Why The iPad Doesn’t Have Multi-Tasking
« Prev Next » 12:39 on January 30, 2010 android, apple, google, hardware, operating-systems, predictions, usability
One of the things discussed about the new Apple tablet, other than its lack of Flash, is its apparent lack of multi-tasking. Multi-tasking, of course, being the ability to listen to music or radio while playing Flight Control. I’d like to talk about that, because I’m pretty sure I know why there’s no multi-tasking, and if you’ll let me attempt prescience for a moment, I’m going to let you in on the secret.
Multi-tasking doesn’t work well enough yet. That is also to say that when it does, Apple will feed a system update which adds this feature; to the pad and phone alike. It’ll be just like when you all got copy and paste.
I’m an Android fellow. I cannot accept the closed platform that is the Apple ecosystem. The fact that I’d have to open iTunes to get stuff on to my phone instead of being completely unrestricted1, is something I couldn’t ever imagine settling for. Additionally, I am enjoying multi-tasking on my Android phone today; I’m listening to podcasts via Google Listen while browsing Wikipedia, and it’s a bliss I’m sure iPhone OS users will appreciate soon enough.

→ Dataset rows:
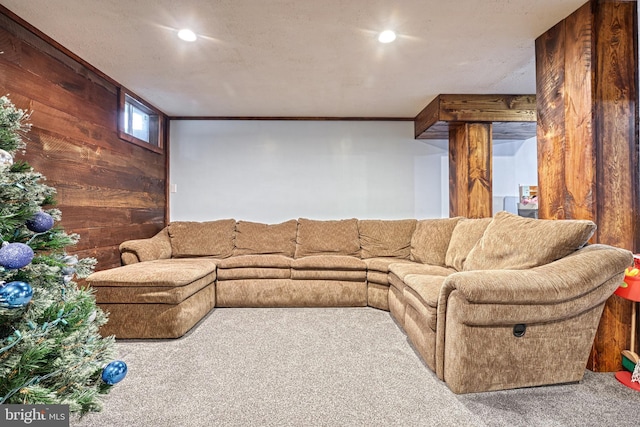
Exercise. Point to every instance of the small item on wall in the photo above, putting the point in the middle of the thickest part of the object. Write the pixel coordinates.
(40, 223)
(528, 202)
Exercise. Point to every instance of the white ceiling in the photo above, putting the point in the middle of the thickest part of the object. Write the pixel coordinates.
(302, 58)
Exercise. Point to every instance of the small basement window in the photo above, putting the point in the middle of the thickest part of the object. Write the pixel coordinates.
(139, 123)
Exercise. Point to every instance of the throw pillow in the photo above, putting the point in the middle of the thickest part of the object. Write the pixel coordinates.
(257, 238)
(386, 238)
(211, 238)
(514, 242)
(430, 240)
(464, 237)
(338, 237)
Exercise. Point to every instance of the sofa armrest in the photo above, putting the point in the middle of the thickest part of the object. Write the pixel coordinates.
(562, 280)
(561, 289)
(140, 250)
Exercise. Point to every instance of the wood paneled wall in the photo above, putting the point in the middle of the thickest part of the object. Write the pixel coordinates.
(587, 76)
(108, 190)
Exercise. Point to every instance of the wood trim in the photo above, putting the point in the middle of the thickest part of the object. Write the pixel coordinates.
(294, 118)
(167, 172)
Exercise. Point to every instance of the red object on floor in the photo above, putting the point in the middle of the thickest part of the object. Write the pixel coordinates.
(625, 378)
(632, 291)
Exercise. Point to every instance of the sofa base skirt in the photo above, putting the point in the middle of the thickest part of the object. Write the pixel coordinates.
(158, 320)
(378, 296)
(290, 293)
(397, 304)
(421, 336)
(487, 358)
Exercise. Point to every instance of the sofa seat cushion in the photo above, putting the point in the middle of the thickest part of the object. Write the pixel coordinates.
(329, 267)
(169, 281)
(162, 272)
(249, 261)
(327, 238)
(158, 321)
(512, 242)
(378, 269)
(421, 293)
(254, 273)
(386, 238)
(381, 264)
(258, 238)
(329, 262)
(403, 269)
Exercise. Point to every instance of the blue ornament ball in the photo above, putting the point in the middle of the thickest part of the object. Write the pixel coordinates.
(15, 255)
(114, 372)
(15, 294)
(40, 222)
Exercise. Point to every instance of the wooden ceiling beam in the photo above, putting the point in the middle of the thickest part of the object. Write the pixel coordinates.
(513, 116)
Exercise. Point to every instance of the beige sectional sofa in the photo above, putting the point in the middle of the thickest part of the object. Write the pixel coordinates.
(489, 304)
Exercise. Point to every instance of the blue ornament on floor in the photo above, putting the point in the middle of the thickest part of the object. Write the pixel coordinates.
(15, 294)
(40, 222)
(114, 372)
(15, 255)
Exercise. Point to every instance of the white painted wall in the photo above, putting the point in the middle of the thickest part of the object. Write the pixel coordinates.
(271, 171)
(514, 163)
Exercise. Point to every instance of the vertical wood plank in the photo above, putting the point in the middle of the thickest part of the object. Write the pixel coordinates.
(616, 135)
(470, 161)
(550, 54)
(458, 170)
(480, 170)
(587, 76)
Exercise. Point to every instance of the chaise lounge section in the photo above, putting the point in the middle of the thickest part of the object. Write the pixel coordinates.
(489, 304)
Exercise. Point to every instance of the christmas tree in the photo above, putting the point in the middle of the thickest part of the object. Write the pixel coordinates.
(50, 348)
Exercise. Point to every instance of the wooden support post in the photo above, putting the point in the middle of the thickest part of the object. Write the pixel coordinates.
(470, 161)
(587, 95)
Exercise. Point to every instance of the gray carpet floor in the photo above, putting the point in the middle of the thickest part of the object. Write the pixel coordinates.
(327, 367)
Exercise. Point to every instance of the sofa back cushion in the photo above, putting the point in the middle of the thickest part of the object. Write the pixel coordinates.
(430, 240)
(254, 238)
(211, 238)
(386, 238)
(464, 237)
(339, 237)
(514, 242)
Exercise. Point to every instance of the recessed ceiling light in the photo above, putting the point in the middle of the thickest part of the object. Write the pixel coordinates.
(387, 36)
(187, 35)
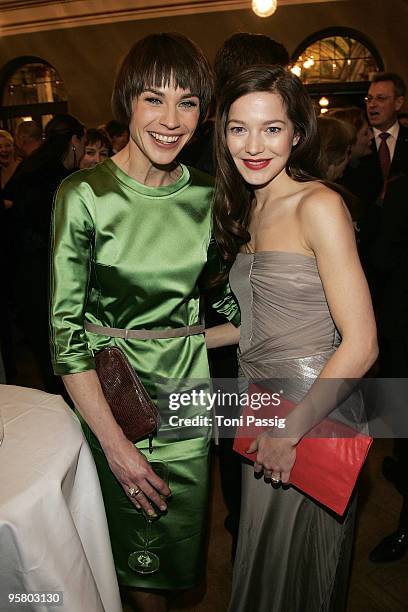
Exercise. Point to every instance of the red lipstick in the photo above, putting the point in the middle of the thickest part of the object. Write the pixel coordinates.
(256, 164)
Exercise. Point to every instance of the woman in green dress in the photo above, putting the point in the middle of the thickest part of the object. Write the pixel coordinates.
(131, 239)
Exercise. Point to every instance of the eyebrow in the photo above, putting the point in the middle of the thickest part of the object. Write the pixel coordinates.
(264, 122)
(161, 94)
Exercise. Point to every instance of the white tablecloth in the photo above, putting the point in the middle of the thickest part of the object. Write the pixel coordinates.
(53, 530)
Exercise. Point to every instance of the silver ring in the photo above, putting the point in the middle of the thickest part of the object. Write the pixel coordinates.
(134, 491)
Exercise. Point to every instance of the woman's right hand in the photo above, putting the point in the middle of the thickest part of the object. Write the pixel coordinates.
(133, 471)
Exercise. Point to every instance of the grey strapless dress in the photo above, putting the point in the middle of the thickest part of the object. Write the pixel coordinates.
(293, 555)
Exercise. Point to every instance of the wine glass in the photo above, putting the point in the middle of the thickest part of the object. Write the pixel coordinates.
(144, 561)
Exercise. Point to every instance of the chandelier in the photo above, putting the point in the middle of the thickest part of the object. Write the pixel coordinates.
(264, 8)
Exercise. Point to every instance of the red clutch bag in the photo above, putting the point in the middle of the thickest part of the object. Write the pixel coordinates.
(328, 460)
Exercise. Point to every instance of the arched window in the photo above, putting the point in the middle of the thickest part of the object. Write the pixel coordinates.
(335, 64)
(336, 55)
(30, 88)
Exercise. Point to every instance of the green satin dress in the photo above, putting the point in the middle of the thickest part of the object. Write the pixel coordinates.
(130, 256)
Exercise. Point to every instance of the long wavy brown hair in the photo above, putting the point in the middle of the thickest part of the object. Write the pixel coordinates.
(233, 196)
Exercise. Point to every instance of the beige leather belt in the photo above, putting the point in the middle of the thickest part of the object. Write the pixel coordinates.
(144, 334)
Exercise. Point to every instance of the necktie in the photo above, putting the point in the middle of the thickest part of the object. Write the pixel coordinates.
(384, 155)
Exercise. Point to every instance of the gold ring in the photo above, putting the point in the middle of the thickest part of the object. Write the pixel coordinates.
(134, 491)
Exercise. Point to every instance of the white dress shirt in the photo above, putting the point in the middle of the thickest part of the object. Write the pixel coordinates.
(391, 141)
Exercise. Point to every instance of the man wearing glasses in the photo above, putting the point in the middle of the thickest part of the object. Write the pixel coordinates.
(385, 173)
(384, 100)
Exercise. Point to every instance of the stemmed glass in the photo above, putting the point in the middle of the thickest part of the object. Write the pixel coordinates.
(144, 561)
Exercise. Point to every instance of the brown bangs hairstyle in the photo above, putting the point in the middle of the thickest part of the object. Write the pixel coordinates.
(160, 60)
(233, 196)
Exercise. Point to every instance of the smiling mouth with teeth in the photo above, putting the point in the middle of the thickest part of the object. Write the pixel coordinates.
(162, 138)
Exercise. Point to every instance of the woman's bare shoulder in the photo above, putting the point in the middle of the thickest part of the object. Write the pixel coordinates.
(319, 200)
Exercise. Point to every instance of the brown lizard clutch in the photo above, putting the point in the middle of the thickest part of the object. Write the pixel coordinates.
(128, 400)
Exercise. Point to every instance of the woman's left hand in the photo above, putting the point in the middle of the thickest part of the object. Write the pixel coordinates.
(275, 456)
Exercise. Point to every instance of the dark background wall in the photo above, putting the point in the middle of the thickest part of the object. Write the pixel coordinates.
(86, 57)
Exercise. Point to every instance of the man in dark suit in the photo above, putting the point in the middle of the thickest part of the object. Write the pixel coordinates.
(384, 186)
(389, 146)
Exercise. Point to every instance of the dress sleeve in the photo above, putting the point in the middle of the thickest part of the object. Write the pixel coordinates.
(222, 299)
(72, 238)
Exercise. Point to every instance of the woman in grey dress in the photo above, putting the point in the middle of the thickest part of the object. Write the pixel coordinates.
(306, 318)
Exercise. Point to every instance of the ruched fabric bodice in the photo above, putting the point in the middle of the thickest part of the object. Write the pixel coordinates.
(284, 311)
(292, 554)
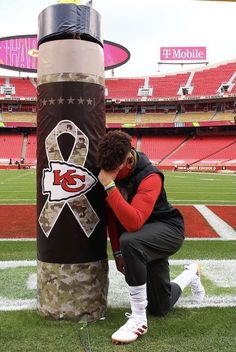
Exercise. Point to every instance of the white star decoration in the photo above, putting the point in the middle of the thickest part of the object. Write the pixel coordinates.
(60, 101)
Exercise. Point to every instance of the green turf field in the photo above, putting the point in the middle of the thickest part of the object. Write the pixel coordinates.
(183, 330)
(19, 187)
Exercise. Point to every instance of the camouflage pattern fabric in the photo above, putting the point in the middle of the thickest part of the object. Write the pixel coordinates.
(80, 206)
(73, 291)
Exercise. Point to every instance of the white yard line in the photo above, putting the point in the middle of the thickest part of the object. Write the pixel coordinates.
(221, 227)
(220, 272)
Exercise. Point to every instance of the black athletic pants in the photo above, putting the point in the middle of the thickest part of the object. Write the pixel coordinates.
(146, 254)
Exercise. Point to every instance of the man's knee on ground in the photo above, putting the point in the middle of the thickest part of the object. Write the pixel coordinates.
(128, 243)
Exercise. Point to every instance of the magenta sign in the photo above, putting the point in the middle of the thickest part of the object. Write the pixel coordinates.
(20, 53)
(183, 53)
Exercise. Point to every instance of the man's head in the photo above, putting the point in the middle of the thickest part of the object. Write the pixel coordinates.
(114, 150)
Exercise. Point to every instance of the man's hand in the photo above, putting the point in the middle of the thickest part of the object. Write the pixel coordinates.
(105, 177)
(120, 265)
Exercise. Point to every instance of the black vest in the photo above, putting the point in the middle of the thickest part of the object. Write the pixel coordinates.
(162, 210)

→ Problem to solve:
Write the next part of the blog post about why the iPad lacks multi-tasking, starting after its final paragraph.

→ Reply:
Even so, the Android implementation of multi-tasking is an example of why Apple hasn’t done it yet. Gruber was boggled by the need for a task killer on the platform, and frankly — so am I. Which is key to this issue. A single-tasking platform closes every app when a new app is invoked. The robo-logistics are simple: “Home” means “Save & Close”. Because this is simple, it works. Transparently, easily, and without the need to peek inside the system to see what’s running and what shouldn’t be.
Both Android and iPhone OS are pioneering new ways to interact with computers (which incidentally is why I now prefer these OSes on principle, over Windows, Linux and OSX). The new trend is to tuck away the filesystem; to whittle down all the nerdy stuff. To make it feel obsolete and unnecessary. You don’t drop your music into a folder, you drop it onto your phone and then sort it using meta information such as artist, year, album and so on. You also no longer window manage. You don’t open an app, you enter Google Listen. You don’t close an app, you press “Home”. If you were playing a podcast, it keeps playing even as you enter the browser to explore Wikipedia. If you weren’t playing a podcast, the system cleans up any stray processes for you, so the system doesn’t spend memory that isn’t needed. It’s all very elegant, and once you get used to it, closing apps feels very 1990.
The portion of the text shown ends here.